#### PROBLEMAS A RESOLVER
A) Pode devolver, sem alterar nada, o trecho do documento de origem entre "Assim como para" e "desnecessárias (porém interessantes)", inclusive?
B) Converta em CSV de duas colunas, "instrucao" e "resultado", as entradas entre as linhas que contêm "Annotation guideline — the target class is distant mountain" e "309;106;550;216", inclusive, com uma linha por entrada. O texto e a resposta de cada entrada devem ficar cada um em um campo entre aspas, com as quebras de linha trocadas por espaços.

#### DOCUMENTO DE ORIGEM
++++++++++

Antonio Prata (Receita)

Fazer um texto não é difícil. Como tudo na vida, basta que sigamos um método. Depois de muitos estudos sobre o assunto, tendo consultado desde os mais ancestrais pergaminhos ciganos da Checoslováquia até as últimas pesquisas científicas norte-americanas, juntei conhecimento suficiente para produzir um pequeno tratado sobre o tema. Se o publico aqui não é por vaidade ou capricho, mas porque acho que todo conhecimento deve ser compartido. Dessa forma, tenho esperança, chegará o dia em que todo o saber humano poderá ser reunido e centralizado em um único programa de computador, ou software — que é o termo correto — e vendido a preços módicos nas bancas de jornal, postos de gasolina ou virão grátis nas compras acima de 50 reais nos supermercados Mambo(*). Aí vai, portanto, a minha modesta contribuição.

Como escrever um texto

Assim como para fazer uma sopa é preciso, antes de mais nada, escolher os ingredientes, para escrever um texto é necessário, primeiramente, selecionar as palavras que vamos usar. Se para os ingredientes da sopa vamos ao mercado, para encontrarmos as palavras recorremos ao dicionário.

Algumas considerações desnecessárias (porém interessantes)

O dicionário é superior ao mercado em muitos aspectos. Em primeiro lugar, porque no dicionário o preço das palavras não cresce a cada dia — como ocorre com os legumes no mercado —, posto que todas são de graça. Ademais, os dicionários podem ser guardados na estante da sala, o que seria impossível de se fazer com um mercado — não por sua forma, muitas vezes retangular como os dicionários, mas devido ao tamanho (mais provável seria guardar a estante da sala no mercado, mas isso seria inútil tendo em vista que nosso objetivo não é dar cabo da estante e sim escrever um texto). Há uma diferença básica entre os mercados e os dicionários: se nos primeiros os produtos entram novos e saem assim que fiquem velhos, no segundo não se encontra um só artigo novo, pois ser velho é condição sine qua non para estarem ali. Apesar das considerações anteriores, é impossível provar logicamente a superioridade de um mercado sobre um dicionário ou vice-versa. Prova disso é que podemos tanto encontrar dicionário em um bom mercado, como mercado em um bom dicionário. Assim sendo, deixemos de lado essas comparações inúteis e voltemos ao tema em questão: como escrever um texto.

++++++++++

#### CONJUNTO DE ENTRADAS

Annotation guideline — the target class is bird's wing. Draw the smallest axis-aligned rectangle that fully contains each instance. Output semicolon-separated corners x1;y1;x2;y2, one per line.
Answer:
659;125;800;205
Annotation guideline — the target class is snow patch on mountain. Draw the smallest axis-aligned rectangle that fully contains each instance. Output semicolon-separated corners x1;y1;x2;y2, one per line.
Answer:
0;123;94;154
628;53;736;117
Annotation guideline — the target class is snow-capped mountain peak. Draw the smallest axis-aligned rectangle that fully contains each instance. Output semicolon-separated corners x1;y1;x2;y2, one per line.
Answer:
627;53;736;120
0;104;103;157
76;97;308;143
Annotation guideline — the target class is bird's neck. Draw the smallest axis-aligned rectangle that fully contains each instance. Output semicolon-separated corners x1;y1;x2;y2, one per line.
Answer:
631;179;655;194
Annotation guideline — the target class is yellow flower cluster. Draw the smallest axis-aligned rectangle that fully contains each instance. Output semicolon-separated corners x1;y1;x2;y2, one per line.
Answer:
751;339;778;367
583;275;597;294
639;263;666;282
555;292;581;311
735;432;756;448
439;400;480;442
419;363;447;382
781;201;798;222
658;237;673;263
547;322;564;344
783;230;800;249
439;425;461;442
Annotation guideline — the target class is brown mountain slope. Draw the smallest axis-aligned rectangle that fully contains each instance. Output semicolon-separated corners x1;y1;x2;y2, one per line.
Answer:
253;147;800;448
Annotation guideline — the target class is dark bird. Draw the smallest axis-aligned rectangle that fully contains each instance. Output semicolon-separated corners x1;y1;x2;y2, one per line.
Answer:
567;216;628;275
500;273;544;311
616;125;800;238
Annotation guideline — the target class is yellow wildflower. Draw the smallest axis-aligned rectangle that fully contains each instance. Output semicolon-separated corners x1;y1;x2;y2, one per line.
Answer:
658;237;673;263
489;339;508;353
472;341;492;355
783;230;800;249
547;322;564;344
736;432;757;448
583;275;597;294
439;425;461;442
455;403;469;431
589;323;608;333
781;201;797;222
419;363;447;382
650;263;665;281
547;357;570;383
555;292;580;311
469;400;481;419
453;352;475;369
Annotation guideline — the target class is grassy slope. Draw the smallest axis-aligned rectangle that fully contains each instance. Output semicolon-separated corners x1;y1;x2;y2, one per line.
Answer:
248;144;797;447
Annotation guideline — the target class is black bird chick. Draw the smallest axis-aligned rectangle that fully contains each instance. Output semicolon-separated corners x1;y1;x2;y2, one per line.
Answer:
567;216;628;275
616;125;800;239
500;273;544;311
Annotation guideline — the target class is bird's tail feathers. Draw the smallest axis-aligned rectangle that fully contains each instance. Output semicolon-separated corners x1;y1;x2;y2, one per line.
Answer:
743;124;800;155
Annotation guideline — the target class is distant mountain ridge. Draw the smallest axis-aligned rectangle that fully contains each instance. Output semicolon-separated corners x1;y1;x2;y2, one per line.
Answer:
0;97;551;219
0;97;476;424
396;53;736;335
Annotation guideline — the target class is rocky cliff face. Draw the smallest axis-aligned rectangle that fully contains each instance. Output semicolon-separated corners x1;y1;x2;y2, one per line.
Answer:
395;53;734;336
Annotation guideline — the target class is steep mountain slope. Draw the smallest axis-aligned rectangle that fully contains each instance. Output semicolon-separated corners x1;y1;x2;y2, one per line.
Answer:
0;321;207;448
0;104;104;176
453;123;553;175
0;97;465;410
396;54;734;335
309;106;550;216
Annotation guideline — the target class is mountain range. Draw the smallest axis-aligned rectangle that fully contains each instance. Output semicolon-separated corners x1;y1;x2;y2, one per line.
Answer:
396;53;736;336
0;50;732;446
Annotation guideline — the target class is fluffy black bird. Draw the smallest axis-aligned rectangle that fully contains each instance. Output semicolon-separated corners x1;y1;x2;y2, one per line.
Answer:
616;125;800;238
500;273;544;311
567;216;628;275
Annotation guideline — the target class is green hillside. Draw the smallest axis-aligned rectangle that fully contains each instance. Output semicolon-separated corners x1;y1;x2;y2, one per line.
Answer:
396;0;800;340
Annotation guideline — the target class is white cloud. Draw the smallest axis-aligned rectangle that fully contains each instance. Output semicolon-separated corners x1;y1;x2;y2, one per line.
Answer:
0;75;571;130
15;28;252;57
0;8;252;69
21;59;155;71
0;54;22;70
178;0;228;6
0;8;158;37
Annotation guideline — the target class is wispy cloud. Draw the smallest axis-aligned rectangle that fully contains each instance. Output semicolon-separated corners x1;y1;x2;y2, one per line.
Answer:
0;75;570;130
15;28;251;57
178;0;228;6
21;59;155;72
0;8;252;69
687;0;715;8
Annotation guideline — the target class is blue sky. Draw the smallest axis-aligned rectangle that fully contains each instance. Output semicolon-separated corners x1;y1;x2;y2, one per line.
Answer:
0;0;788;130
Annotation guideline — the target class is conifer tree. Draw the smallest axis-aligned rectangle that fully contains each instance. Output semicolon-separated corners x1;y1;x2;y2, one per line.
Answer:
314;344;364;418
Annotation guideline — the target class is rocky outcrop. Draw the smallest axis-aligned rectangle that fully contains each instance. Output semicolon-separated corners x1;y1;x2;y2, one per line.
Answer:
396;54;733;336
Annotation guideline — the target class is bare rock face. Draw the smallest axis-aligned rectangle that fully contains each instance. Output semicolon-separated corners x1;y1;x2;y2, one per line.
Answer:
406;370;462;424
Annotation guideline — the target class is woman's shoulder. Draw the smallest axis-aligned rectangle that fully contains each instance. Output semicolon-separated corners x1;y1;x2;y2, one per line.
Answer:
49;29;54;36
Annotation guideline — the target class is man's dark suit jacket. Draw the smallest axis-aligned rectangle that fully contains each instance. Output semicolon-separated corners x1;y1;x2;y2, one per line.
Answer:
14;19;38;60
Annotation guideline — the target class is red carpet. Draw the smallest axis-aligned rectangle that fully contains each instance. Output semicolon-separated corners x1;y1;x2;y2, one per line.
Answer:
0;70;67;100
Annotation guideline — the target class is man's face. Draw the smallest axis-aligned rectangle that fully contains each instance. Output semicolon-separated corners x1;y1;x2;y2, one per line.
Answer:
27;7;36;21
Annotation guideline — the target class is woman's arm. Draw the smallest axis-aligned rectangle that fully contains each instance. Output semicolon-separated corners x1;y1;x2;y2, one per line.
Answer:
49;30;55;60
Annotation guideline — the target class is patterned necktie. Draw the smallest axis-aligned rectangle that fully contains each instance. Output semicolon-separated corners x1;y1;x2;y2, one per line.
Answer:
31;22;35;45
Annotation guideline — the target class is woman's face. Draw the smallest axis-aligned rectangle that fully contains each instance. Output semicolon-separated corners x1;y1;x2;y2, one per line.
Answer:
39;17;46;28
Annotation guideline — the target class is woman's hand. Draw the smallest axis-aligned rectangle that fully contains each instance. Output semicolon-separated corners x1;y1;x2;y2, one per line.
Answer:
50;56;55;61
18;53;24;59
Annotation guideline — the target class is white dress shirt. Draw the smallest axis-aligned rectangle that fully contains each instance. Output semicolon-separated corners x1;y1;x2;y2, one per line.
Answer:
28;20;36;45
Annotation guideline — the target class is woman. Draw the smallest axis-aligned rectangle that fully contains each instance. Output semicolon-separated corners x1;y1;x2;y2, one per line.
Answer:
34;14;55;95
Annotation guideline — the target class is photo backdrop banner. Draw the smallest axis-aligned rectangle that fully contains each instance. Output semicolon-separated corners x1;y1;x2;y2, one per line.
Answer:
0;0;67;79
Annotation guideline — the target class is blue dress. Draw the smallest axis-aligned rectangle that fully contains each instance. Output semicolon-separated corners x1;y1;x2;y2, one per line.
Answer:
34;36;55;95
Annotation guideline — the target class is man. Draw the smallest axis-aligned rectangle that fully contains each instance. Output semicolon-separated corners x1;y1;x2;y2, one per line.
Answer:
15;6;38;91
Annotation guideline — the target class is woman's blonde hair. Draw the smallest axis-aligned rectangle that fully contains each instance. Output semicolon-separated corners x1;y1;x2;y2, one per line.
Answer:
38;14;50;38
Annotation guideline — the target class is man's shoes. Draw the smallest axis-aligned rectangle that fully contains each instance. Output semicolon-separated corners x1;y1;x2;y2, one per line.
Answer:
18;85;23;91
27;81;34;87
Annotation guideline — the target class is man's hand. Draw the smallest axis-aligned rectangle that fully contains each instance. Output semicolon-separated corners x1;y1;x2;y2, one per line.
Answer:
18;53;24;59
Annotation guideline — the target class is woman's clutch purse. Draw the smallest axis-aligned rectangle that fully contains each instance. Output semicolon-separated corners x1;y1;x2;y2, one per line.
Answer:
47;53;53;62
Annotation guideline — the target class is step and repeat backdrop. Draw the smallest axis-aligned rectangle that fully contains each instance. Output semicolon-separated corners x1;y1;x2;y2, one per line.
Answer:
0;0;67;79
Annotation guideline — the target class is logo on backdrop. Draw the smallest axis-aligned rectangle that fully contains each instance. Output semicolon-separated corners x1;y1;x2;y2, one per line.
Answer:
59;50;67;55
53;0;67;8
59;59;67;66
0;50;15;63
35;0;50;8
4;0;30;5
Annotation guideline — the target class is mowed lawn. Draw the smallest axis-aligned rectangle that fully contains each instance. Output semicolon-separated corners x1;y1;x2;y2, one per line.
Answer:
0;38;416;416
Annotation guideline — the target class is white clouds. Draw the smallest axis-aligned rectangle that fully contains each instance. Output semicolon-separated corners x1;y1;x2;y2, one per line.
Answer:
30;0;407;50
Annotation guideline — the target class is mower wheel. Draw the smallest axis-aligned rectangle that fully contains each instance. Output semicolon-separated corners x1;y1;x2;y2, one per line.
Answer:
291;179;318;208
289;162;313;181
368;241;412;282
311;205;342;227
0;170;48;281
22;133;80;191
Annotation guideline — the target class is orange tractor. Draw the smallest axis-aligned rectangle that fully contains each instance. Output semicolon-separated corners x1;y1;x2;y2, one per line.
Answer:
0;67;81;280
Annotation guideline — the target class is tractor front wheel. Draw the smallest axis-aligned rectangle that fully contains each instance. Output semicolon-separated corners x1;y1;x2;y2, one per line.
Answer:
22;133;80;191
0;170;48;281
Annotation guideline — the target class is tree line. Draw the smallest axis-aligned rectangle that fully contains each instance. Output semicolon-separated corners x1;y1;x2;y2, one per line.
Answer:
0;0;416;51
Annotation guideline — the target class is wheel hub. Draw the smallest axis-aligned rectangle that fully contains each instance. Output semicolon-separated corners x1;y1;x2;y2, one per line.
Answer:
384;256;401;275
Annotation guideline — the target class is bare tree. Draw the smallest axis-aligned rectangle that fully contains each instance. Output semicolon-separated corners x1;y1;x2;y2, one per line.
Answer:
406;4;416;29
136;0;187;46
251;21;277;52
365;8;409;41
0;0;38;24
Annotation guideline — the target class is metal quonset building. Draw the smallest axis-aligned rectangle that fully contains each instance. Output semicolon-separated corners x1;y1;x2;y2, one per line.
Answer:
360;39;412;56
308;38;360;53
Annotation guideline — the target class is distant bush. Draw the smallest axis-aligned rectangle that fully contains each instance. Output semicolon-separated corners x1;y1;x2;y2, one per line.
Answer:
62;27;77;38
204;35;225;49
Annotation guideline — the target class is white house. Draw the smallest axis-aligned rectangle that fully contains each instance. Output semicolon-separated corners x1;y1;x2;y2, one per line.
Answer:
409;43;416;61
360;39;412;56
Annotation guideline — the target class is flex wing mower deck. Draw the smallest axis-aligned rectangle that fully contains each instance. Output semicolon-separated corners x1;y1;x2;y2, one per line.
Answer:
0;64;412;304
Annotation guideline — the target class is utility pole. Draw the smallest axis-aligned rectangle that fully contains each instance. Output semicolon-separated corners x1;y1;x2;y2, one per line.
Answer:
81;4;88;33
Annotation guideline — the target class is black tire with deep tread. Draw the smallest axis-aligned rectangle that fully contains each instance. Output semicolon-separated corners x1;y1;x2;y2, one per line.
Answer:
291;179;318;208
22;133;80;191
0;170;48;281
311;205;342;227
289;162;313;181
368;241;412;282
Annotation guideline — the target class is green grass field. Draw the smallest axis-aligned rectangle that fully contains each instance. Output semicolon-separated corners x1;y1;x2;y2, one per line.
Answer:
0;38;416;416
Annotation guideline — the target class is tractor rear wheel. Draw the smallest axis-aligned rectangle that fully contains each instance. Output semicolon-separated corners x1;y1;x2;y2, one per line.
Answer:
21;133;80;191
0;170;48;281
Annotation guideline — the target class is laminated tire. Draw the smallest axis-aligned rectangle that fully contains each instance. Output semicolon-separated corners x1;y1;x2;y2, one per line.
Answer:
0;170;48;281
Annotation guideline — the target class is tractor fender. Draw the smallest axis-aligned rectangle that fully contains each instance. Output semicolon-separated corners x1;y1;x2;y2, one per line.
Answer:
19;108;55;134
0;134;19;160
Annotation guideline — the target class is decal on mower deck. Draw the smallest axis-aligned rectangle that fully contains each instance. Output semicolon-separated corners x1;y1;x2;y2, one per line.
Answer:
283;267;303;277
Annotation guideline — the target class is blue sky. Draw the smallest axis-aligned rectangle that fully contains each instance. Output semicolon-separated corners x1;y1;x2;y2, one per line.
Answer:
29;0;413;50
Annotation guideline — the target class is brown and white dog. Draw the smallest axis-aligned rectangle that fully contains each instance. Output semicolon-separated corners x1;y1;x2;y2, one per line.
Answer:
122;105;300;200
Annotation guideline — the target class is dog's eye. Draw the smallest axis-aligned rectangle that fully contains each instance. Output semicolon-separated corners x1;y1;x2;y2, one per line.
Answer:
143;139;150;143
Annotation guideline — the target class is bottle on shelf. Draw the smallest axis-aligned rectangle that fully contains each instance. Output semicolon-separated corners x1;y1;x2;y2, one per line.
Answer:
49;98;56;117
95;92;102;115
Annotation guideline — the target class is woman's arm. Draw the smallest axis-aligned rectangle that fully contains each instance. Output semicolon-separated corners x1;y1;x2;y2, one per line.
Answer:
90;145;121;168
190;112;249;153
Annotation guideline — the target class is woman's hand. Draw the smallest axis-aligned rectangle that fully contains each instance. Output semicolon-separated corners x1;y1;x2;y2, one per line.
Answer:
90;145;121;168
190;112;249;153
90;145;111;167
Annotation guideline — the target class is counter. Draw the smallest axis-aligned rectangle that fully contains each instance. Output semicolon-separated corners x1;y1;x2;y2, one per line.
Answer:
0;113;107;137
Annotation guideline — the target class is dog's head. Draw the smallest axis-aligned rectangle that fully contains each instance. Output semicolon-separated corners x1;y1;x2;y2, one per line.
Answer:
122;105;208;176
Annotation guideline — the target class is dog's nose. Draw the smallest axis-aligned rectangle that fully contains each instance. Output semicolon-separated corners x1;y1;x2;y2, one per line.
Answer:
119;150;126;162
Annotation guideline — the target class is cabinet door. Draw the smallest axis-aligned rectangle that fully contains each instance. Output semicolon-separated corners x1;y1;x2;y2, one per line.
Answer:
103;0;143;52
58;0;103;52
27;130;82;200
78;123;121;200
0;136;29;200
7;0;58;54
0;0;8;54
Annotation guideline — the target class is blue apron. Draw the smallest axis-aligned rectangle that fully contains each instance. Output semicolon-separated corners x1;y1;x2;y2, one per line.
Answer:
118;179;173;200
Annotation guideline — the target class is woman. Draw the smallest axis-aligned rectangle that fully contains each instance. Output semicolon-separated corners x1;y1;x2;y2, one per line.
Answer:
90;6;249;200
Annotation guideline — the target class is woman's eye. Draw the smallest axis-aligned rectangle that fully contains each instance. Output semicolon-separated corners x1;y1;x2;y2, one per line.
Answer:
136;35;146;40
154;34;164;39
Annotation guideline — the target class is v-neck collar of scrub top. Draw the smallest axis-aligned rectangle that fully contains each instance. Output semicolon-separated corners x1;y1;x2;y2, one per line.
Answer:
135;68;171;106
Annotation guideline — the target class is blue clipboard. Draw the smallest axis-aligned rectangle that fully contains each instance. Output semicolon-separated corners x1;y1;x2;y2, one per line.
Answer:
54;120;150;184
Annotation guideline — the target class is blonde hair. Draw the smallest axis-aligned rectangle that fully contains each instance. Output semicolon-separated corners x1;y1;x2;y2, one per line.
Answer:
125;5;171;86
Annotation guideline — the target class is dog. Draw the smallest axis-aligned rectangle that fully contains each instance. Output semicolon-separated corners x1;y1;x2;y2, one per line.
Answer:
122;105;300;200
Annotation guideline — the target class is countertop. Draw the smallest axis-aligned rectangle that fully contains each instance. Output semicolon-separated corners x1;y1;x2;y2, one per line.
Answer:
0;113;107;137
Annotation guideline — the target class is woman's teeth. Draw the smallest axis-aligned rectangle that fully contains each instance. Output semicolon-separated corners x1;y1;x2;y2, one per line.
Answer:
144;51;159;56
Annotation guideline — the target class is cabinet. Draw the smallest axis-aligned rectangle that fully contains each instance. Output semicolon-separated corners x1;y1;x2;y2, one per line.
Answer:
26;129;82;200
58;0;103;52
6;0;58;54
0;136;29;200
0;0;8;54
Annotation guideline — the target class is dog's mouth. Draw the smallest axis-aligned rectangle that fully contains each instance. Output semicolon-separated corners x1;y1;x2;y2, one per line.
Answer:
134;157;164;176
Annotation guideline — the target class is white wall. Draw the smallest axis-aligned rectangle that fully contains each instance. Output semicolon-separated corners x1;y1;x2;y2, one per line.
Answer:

++++++++++

#### RESPOSTAS POR TAREFA
A)
Assim como para fazer uma sopa é preciso, antes de mais nada, escolher os ingredientes, para escrever um texto é necessário, primeiramente, selecionar as palavras que vamos usar. Se para os ingredientes da sopa vamos ao mercado, para encontrarmos as palavras recorremos ao dicionário.

Algumas considerações desnecessárias (porém interessantes)

B)
instrucao,resultado
"Annotation guideline — the target class is distant mountain ridge. Draw the smallest axis-aligned rectangle that fully contains each instance. Output semicolon-separated corners x1;y1;x2;y2, one per line. Answer:","0;97;551;219 0;97;476;424 396;53;736;335"
"Annotation guideline — the target class is rocky cliff face. Draw the smallest axis-aligned rectangle that fully contains each instance. Output semicolon-separated corners x1;y1;x2;y2, one per line. Answer:","395;53;734;336"
"Annotation guideline — the target class is steep mountain slope. Draw the smallest axis-aligned rectangle that fully contains each instance. Output semicolon-separated corners x1;y1;x2;y2, one per line. Answer:","0;321;207;448 0;104;104;176 453;123;553;175 0;97;465;410 396;54;734;335 309;106;550;216"